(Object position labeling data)
★ ★ ★ ★

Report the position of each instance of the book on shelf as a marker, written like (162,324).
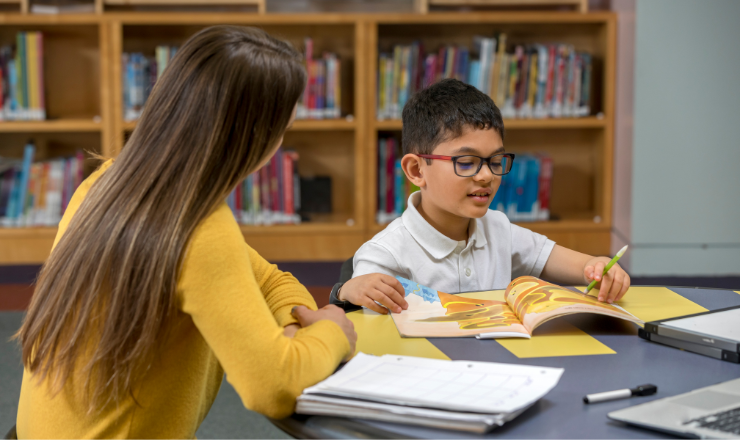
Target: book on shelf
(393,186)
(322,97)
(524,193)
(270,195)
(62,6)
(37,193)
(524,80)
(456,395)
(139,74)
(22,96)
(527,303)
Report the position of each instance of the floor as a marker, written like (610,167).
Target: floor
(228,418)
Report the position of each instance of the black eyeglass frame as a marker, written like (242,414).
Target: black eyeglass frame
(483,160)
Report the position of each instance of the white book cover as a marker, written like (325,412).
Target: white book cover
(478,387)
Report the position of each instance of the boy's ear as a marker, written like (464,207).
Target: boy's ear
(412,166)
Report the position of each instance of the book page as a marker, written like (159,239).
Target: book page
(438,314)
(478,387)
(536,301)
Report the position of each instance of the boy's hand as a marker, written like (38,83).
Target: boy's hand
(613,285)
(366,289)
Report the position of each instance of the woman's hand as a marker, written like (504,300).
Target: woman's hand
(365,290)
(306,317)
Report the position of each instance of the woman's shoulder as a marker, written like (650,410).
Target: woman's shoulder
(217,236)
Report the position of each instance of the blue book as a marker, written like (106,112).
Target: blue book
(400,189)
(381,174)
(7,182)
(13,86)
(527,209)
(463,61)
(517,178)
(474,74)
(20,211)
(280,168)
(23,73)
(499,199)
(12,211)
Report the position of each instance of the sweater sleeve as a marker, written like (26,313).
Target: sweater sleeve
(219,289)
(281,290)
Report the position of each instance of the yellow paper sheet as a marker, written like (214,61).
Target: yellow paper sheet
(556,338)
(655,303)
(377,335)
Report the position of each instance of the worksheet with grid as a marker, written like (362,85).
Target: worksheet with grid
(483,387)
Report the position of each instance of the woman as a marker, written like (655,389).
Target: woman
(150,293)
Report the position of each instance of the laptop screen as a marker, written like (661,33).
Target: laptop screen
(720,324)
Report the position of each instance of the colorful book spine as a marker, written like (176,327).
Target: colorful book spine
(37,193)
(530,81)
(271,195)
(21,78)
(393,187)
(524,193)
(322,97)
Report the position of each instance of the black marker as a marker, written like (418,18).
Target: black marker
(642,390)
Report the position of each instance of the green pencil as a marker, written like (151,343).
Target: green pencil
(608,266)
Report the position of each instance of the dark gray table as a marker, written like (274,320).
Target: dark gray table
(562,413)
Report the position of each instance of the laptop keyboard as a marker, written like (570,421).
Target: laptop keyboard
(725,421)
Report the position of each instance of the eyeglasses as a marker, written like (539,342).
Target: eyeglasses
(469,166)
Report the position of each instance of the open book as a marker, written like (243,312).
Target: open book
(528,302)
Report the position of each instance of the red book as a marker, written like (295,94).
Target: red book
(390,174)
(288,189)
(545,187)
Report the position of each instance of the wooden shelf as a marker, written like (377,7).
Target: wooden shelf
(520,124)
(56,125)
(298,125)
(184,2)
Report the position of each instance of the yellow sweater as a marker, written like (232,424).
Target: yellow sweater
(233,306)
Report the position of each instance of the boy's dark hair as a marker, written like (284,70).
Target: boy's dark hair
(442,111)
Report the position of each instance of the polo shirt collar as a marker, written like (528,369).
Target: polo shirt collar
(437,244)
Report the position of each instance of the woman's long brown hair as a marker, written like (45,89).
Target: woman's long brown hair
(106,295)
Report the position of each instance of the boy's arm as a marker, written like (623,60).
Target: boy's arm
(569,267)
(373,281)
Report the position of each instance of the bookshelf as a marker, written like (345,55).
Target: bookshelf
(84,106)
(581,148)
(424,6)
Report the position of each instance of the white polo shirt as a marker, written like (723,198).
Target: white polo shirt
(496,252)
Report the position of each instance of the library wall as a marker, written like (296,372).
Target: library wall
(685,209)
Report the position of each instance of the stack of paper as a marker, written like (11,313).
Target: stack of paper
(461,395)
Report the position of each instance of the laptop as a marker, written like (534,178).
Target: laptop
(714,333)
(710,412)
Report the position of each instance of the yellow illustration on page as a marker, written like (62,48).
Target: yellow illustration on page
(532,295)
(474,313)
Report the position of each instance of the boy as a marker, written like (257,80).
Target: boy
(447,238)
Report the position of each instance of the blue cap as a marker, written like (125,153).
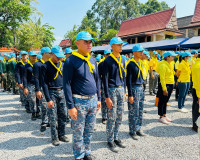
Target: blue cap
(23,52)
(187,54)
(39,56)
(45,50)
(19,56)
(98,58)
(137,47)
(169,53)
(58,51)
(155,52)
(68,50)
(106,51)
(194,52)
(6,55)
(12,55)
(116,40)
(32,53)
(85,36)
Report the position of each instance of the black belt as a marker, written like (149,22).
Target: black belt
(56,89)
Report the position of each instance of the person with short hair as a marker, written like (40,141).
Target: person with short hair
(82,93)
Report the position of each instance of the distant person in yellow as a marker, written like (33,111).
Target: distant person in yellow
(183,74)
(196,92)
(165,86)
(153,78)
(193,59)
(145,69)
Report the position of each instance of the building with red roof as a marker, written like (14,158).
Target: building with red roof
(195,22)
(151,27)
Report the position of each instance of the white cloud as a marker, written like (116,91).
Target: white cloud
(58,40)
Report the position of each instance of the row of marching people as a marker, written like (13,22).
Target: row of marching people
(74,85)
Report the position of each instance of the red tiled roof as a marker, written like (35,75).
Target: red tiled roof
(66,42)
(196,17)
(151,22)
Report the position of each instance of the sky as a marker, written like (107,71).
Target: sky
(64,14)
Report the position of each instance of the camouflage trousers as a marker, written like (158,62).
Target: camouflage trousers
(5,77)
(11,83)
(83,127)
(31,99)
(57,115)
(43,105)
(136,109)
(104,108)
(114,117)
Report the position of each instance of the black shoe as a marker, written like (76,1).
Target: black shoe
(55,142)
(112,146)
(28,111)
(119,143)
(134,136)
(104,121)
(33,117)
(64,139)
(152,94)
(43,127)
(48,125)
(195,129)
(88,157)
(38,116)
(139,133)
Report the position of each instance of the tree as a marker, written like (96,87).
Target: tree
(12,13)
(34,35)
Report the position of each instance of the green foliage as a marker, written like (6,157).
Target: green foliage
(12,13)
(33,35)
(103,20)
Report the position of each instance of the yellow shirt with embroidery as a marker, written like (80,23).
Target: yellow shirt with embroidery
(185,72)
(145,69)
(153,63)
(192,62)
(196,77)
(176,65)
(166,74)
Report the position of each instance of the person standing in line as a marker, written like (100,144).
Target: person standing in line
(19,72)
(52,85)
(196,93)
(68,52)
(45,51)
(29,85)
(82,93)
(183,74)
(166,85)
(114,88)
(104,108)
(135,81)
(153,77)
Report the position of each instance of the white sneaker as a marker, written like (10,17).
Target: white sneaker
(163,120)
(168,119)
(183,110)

★ ★ ★ ★

● **Exercise description**: In the data from the line containing "Report the position of each instance of the green foliage" through the end of the data, substitute "shoe" for every occurrence of "sneaker". Reproduce only those lines, with everything else left unchanged.

● **Problem solution**:
Report the position of each instance of the green foliage as a marker, written like (6,157).
Target: green foliage
(12,13)
(33,35)
(103,20)
Report the position of each instance of the yellow shirt with embroidery as a marker, written like (80,23).
Target: yellow shirt with embroidery
(185,72)
(145,69)
(153,63)
(192,62)
(196,77)
(176,65)
(166,74)
Report the position of each instance of the person standing in line as a marker, written like (100,144).
Target: person standing in line
(19,72)
(52,85)
(196,93)
(68,52)
(45,51)
(29,85)
(82,93)
(183,74)
(166,85)
(114,88)
(104,108)
(135,81)
(153,77)
Report the position of each instance of the white shoe as a marker, written like (10,17).
Target: white shoe
(163,120)
(168,119)
(183,110)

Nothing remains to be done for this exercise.